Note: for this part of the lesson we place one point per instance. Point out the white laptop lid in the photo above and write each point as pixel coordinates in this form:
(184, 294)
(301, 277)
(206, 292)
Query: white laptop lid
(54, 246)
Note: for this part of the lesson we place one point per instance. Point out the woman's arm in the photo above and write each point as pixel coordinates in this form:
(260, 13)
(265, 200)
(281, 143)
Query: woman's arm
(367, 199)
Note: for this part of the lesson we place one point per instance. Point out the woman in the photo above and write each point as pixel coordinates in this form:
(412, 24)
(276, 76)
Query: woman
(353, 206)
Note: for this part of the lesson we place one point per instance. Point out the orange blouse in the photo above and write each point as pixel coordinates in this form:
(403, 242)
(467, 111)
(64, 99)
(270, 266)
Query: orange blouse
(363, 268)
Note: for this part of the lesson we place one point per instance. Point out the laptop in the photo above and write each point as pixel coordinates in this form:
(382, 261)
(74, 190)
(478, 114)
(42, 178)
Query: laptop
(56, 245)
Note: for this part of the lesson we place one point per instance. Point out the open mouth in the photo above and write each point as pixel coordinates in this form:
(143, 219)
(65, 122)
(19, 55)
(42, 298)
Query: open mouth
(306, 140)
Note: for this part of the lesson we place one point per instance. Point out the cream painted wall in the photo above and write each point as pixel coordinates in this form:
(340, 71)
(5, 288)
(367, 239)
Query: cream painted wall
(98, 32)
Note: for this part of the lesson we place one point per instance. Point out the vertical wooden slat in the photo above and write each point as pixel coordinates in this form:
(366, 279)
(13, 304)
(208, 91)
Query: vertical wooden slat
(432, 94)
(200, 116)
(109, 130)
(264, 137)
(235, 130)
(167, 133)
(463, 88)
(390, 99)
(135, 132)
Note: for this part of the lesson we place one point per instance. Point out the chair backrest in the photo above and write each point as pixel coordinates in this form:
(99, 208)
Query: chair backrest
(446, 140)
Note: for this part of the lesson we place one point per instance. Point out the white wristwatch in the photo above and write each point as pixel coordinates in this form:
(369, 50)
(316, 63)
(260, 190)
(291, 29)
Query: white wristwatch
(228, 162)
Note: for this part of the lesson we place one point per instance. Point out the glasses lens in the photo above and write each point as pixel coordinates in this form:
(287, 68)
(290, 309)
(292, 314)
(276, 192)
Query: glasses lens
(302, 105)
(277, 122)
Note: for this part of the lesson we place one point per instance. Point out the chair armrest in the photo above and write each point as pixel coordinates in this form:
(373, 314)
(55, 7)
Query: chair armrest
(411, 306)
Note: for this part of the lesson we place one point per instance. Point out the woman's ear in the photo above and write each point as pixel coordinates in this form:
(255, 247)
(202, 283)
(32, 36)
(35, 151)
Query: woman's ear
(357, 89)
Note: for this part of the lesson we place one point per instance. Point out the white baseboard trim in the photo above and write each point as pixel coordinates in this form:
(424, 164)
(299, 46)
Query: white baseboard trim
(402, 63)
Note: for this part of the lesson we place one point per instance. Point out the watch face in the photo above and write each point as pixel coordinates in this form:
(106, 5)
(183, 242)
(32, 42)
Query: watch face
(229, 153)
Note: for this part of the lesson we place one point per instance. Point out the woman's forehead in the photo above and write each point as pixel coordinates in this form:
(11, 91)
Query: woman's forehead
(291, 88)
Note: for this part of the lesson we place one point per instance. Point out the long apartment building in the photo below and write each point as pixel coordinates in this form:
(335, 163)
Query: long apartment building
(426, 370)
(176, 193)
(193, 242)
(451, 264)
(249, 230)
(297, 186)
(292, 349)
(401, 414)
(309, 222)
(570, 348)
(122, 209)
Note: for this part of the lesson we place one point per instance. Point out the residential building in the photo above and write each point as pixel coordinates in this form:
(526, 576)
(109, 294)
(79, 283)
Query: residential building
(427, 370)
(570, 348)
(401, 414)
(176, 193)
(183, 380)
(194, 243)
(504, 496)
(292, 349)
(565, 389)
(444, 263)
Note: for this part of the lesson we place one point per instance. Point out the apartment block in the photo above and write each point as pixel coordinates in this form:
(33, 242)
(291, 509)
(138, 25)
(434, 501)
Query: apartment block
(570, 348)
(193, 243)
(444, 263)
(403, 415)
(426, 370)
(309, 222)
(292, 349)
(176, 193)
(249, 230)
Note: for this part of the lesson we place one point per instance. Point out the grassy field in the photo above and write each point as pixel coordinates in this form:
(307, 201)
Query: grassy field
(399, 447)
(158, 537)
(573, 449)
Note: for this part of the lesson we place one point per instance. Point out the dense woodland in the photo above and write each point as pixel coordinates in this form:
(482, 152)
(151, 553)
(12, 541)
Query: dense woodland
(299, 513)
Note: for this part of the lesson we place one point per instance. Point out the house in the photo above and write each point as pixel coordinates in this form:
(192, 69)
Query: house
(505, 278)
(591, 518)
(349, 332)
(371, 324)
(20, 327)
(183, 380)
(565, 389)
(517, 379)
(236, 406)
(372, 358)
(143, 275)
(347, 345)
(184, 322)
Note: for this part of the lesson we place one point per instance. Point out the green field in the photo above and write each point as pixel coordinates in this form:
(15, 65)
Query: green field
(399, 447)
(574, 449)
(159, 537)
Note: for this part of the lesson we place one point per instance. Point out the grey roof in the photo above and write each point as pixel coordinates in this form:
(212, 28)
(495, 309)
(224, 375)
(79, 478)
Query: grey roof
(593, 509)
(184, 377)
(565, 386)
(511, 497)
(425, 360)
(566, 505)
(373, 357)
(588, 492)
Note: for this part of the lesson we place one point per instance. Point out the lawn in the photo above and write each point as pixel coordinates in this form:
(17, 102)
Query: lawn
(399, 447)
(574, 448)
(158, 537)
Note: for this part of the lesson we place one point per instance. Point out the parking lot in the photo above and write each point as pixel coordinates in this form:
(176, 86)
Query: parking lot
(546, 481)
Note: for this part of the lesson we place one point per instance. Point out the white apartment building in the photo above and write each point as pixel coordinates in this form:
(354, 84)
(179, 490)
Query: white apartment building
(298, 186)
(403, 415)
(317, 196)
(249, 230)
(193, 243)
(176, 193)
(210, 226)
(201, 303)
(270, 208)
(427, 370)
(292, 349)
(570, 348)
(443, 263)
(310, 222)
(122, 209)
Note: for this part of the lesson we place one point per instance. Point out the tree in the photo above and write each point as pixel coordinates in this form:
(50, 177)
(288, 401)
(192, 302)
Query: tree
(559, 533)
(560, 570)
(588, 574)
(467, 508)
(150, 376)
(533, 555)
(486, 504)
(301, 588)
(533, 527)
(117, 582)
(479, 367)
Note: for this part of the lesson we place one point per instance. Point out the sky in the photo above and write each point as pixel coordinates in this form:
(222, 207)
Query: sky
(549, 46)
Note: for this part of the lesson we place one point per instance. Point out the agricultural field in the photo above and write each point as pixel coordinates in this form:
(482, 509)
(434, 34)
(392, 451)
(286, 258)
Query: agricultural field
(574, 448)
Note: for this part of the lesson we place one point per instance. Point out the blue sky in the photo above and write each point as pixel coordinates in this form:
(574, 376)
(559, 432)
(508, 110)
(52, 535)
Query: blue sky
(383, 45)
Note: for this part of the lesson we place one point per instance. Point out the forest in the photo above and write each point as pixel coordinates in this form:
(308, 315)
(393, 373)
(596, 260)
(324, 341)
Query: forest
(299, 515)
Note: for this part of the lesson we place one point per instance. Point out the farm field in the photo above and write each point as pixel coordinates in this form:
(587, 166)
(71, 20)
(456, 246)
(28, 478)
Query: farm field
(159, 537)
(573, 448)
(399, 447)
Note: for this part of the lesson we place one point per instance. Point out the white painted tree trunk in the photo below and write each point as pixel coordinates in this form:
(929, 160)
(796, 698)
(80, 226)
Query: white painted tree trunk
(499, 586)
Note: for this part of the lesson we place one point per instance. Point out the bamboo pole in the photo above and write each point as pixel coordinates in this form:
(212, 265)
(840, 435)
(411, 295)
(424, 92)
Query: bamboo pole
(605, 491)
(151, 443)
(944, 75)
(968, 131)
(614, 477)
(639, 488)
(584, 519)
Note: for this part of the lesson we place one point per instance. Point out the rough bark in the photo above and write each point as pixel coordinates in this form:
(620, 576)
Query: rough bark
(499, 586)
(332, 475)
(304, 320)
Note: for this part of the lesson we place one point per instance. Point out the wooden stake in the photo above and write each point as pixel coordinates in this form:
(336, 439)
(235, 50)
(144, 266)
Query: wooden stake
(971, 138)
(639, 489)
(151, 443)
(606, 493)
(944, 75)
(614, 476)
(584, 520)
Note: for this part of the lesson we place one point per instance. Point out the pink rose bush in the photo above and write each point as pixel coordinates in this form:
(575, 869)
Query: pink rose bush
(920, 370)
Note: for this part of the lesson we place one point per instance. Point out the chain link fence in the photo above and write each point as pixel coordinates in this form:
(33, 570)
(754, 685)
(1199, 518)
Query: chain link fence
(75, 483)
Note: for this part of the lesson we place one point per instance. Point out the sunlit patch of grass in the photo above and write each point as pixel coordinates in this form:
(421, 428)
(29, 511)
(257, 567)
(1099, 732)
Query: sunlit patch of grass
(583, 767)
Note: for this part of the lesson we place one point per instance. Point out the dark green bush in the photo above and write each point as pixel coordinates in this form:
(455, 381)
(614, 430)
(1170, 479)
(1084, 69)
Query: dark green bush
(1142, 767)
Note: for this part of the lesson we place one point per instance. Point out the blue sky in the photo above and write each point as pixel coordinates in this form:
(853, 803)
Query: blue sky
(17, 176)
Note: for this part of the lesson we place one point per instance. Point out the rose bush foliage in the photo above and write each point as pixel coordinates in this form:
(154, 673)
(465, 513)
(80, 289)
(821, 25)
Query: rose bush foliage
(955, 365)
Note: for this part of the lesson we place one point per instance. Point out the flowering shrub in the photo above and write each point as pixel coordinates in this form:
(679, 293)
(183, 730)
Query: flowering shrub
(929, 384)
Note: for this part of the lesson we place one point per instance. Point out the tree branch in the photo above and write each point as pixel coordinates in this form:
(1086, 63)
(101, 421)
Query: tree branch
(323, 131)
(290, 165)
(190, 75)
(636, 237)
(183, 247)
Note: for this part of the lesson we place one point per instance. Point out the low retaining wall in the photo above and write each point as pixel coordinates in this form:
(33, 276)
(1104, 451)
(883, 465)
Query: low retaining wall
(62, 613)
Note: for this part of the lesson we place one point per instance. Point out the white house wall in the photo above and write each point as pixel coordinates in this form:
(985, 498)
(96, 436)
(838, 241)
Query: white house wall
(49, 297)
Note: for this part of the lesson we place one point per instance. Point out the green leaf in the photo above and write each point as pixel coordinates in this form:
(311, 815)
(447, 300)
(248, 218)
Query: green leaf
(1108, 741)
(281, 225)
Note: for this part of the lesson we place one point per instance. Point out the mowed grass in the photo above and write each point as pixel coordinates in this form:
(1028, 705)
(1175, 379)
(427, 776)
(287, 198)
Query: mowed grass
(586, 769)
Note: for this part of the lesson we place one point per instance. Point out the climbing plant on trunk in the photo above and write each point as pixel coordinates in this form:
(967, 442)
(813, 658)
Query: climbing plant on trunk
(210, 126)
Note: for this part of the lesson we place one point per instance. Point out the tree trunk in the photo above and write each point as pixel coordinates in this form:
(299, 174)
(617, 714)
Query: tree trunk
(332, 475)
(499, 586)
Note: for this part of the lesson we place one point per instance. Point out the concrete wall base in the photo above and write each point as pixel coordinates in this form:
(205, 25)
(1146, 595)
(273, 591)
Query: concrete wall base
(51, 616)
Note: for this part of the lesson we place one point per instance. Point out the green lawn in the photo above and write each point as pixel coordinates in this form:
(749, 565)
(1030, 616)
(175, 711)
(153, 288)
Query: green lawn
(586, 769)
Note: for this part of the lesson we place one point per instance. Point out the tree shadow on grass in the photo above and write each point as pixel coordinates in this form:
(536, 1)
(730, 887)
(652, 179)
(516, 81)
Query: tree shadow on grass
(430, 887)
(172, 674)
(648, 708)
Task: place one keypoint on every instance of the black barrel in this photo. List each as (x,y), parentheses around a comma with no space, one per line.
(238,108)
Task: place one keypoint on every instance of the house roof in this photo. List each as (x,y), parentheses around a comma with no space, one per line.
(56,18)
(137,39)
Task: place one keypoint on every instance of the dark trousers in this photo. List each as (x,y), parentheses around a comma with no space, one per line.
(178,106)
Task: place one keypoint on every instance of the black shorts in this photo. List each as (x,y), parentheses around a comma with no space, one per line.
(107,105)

-- -- --

Lines holding the string "below" must be copied out of the entries above.

WRITTEN RESPONSE:
Note: for this part of the lesson we place one point per instance. Point out the long apartment building in the photo below and write each point as pixel coordinates in this form:
Note: for this part of the lesson we place one point per instance. Point out the white painted tree trunk in the photo below and write each point as pixel coordinates in this form:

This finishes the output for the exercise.